Please copy out all of the data below word for word, without changing anything.

:: DATASET EXTRACT

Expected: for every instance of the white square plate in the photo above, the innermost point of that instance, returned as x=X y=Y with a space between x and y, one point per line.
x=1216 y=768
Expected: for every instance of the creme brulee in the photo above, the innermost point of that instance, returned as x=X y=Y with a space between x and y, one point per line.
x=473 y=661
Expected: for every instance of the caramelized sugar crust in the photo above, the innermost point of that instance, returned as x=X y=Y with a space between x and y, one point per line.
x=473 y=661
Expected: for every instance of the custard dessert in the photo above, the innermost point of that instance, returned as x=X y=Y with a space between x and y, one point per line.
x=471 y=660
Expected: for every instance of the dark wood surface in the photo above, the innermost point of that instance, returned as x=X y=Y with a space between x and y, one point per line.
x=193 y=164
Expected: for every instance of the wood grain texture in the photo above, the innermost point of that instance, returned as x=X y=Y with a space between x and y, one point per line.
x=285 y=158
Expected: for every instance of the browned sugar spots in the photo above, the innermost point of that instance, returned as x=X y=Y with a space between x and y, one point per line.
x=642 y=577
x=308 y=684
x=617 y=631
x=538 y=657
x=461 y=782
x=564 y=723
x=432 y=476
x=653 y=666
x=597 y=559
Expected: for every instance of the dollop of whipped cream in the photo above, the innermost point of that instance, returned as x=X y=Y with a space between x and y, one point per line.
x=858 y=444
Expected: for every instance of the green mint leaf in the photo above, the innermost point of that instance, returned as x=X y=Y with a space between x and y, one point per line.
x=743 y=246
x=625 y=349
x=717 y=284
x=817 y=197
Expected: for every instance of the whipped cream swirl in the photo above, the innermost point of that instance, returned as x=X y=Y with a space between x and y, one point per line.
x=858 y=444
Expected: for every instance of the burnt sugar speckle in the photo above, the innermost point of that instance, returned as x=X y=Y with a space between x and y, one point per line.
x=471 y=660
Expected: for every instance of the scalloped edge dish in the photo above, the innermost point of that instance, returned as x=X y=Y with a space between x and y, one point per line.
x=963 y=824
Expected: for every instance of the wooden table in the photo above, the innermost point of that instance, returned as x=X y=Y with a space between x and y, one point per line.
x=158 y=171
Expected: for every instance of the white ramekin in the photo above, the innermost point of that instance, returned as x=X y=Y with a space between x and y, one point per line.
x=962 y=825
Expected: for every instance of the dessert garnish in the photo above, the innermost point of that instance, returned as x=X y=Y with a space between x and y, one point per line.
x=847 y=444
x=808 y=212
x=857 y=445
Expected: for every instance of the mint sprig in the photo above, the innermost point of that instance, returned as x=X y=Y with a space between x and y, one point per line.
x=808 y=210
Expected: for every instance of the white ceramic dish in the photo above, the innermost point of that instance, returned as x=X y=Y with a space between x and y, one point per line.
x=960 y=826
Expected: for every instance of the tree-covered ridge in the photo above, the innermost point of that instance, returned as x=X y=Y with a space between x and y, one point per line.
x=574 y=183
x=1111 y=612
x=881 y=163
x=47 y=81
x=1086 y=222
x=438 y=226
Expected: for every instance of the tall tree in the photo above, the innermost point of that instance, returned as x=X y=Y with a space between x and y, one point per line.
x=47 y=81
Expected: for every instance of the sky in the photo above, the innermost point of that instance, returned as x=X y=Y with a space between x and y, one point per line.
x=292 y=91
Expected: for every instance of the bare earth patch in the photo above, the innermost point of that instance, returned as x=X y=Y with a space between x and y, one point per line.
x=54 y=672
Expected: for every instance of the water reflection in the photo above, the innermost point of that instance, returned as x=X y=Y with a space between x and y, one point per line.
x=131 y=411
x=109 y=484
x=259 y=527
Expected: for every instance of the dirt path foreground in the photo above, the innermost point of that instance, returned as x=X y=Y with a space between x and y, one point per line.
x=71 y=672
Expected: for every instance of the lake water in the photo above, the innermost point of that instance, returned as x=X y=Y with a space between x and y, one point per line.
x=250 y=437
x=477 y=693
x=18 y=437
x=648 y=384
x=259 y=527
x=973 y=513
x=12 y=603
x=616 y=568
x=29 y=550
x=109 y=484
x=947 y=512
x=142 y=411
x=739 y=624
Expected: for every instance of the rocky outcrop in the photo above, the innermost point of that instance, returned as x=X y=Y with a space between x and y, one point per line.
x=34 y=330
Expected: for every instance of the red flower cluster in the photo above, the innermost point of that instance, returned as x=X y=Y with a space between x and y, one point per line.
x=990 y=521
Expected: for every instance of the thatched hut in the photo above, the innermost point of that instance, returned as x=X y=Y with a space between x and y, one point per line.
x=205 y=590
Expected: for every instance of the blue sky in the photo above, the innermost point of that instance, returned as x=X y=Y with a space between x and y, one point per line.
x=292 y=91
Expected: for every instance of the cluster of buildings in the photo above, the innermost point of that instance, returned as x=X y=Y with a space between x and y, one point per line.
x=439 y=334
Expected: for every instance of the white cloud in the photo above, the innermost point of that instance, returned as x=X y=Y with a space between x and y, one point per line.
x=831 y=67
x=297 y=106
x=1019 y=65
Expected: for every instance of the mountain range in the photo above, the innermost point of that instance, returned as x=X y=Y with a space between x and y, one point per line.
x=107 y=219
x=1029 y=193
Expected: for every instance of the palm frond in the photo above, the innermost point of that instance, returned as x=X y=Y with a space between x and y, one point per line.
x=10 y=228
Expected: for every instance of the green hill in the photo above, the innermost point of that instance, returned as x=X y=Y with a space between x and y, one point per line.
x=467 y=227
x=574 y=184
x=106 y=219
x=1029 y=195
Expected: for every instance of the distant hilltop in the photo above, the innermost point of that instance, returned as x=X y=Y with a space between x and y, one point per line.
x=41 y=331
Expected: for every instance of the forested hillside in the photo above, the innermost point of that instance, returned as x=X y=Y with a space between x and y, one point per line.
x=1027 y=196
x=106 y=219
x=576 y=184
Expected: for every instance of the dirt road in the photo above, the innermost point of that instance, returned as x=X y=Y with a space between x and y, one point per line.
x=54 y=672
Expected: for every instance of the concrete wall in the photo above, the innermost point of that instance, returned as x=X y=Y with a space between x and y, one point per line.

::::

> [WRITTEN REPLY]
Expected: for every instance of the white square plate in the photo above, the innermost point of that instance, returned as x=X y=Y with a space between x and y, one point per line.
x=1216 y=768
Expected: for every instance of the creme brulee in the photo above, the innermost point of that instance, returned as x=X y=Y with a space between x and y, one point per line.
x=473 y=661
Expected: for every instance of the caramelized sugar crust in the photo above, the innermost point of that instance, returned as x=X y=Y with a space between x and y, one point per line.
x=473 y=661
Expected: for every instance of the custard dessert in the photo above, the innermost point of that instance, returned as x=X y=Y with a space between x and y, one point per line.
x=471 y=660
Expected: for every instance of the dark wood surface in the photo above, the innermost point of that instance, returned as x=X y=Y with a space between x and y, one point per line.
x=193 y=164
Expected: for every instance of the wood grain texture in the photo above, the innermost point of that instance, returned as x=X y=Y with a space between x and y, one point per line.
x=285 y=158
Expected: for every instance of the browned sugar spots in the photo above, the innermost point of that instance, returned as x=X y=Y with a space between x and y, one point per line.
x=642 y=577
x=308 y=684
x=617 y=631
x=538 y=657
x=461 y=782
x=564 y=723
x=432 y=476
x=653 y=666
x=597 y=559
Expected: for every instance of the dollop of whipped cream in the photo above, the innermost point of that instance, returned as x=X y=Y with a space between x and y, one point per line.
x=858 y=444
Expected: for every instance of the green mint leaf in the photo above, the innermost point of that instance, returned as x=X y=Y with a space between x and y, one point per line.
x=743 y=246
x=625 y=349
x=717 y=284
x=817 y=197
Expected: for every instance of the whipped cream swirl in the photo above, the innermost point of that instance, returned as x=X y=Y with a space between x and y, one point per line.
x=858 y=444
Expected: for every instance of the burnt sugar speckle in the photo above, the innermost point of that instance, returned as x=X y=Y with a space between x and y, one point per line.
x=471 y=660
Expected: for every instance of the scalloped edge dish in the photo above, the innermost point of that instance, returned as x=X y=Y with a space between x and y, one point per line.
x=963 y=824
Expected: for every instance of the wooden table in the photo above, the innermost point of that instance, returned as x=X y=Y with a space between x and y, one point per line.
x=158 y=171
Expected: for every instance of the white ramekin in the photo above, the innermost point of that instance, returned as x=X y=Y with a space between x and y, one point per line.
x=962 y=825
Expected: for every instance of the dessert garnish in the photo above, the innermost point of that instance, returned as x=X y=Y with a space between x and y, one point per line.
x=847 y=444
x=808 y=212
x=857 y=445
Expected: for every instance of the mint sprig in the photo above, the innermost point of that instance, returned as x=X y=Y with a space between x and y, one point per line.
x=808 y=210
Expected: for every instance of the white ceramic dish in the photo above, the innermost point of that instance, returned as x=X y=Y with a space between x and y, one point per line.
x=960 y=826
Expected: for every instance of the tree-covered ridge in the photo above, the innermost point of that instance, returned as x=X y=Y with a space between x and y, one point per line.
x=574 y=183
x=1111 y=612
x=881 y=163
x=47 y=81
x=1086 y=222
x=438 y=226
Expected: for every instance of the tall tree in the photo above, the innermost point of that instance, returned as x=X y=Y with a space between x and y, one point per line.
x=47 y=81
Expected: for every instance of the sky in the photo above, the innermost point of that instance, returned as x=X y=Y with a space between x and y, one point per line.
x=292 y=91
Expected: for every instance of the bare earth patch in the photo above, the innermost point of that instance, returned as x=X y=Y with a space between x and y, one point per line.
x=54 y=672
Expected: for every instance of the water reflection in the photo above, the innermost point of that instance, returned as x=X y=Y with a space between x and y, one point per line.
x=131 y=411
x=109 y=484
x=259 y=527
Expected: for every instance of the dirt path foreground in the photo above, the innermost point of that instance, returned as x=X y=Y with a space between x and y, one point per line.
x=71 y=672
Expected: for every instance of the lake water in the photo above, the innermost point of that instance, returned as x=X y=Y with a space between x and y, one point per line.
x=250 y=437
x=477 y=693
x=18 y=437
x=648 y=384
x=259 y=527
x=973 y=513
x=12 y=603
x=616 y=568
x=29 y=550
x=109 y=484
x=947 y=512
x=142 y=411
x=739 y=624
Expected: for every instance of the rocky outcrop in the photo above, the innermost point of that instance, returned as x=X y=Y with a space between x and y, one point per line.
x=34 y=330
Expected: for every instance of the red flower cluster in the photo above, the innermost point of that instance, returned as x=X y=Y with a space between x and y, one point per line.
x=990 y=521
Expected: for every instance of the thatched hut in the photo above, the innermost point of that instance, returned as x=X y=Y with a space between x and y, one point per line.
x=205 y=590
Expected: for every instance of the blue sky in the photo above, the innermost point of that instance, returned as x=X y=Y with a space between x and y, one point per line.
x=292 y=91
Expected: for every instance of the cluster of buildings in the photo above, the innermost point of that instance, returned as x=X y=Y with a space between x and y, one point per line.
x=439 y=334
Expected: for every instance of the white cloud in the photo above, the innermost point of that instance, returned as x=X y=Y with a space between x and y, one point per line.
x=831 y=67
x=297 y=106
x=1019 y=65
Expected: for every instance of the mountain range in the photo above, the innermost point of that instance, returned as x=X y=Y with a space between x and y, one point per line.
x=107 y=219
x=1029 y=193
Expected: for every instance of the palm frond in the photo above, the innermost point of that instance, returned as x=X y=Y with a space between x and y, one point per line.
x=10 y=228
Expected: for every instance of the green hill in the photo above, the innermost point of that instance, returned as x=X y=Y with a space between x and y, one point per line.
x=467 y=227
x=574 y=184
x=106 y=219
x=1029 y=195
Expected: for every instance of the distant hilltop in the photo above, the innermost point of that instance, returned as x=X y=Y with a space between x and y, one point per line.
x=41 y=331
Expected: for every instance of the forested hillside in the photo above, the innermost point of that instance, returned as x=X y=Y with a space between x and y, one point per line.
x=1027 y=196
x=106 y=219
x=576 y=184
Expected: for every instance of the dirt road in the photo above, the innermost point of that instance, returned as x=X y=Y with a space between x and y, one point per line.
x=54 y=672
Expected: for every instance of the concrete wall in the photo above, the innermost point of that instance, returned as x=X y=Y with a space between x and y, one point per line.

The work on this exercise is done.